Referring expression pointing data
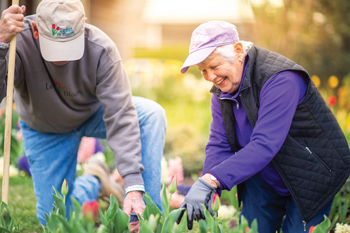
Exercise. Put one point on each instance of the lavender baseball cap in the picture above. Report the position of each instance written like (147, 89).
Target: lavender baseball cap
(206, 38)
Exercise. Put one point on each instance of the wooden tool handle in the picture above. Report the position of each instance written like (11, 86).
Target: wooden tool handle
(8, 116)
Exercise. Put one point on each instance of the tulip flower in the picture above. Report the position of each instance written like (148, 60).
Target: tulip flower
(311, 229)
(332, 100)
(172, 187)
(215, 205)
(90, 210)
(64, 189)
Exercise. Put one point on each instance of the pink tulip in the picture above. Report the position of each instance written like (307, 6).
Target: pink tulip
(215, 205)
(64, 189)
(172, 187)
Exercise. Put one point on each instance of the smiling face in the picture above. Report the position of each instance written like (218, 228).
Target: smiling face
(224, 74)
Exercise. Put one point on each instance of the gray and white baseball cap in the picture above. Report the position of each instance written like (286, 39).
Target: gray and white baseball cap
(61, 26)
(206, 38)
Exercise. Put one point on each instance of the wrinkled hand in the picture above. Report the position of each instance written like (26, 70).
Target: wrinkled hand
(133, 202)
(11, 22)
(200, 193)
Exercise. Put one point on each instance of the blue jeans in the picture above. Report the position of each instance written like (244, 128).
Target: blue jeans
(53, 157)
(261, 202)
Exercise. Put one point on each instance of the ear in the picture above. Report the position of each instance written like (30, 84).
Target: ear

...

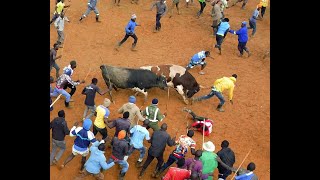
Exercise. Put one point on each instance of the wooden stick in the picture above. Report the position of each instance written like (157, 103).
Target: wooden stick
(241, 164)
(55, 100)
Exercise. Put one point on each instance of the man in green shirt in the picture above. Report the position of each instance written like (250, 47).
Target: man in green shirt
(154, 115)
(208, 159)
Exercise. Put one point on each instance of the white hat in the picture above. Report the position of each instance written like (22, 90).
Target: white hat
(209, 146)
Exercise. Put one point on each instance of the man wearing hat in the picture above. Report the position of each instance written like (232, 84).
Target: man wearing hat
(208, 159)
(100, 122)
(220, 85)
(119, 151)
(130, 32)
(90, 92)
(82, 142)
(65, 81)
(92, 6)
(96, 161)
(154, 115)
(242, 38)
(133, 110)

Your task | Looking at the entries above, can you reproduce exactly the lines from the one that holds "Exercise. Put one point on each instance of the ear" through the one that holds "Target: ear", and only those?

Result below |
Exercise. Put one point on each instance of the ear in the picture above. Report the position of each instance written like (30, 84).
Target: ear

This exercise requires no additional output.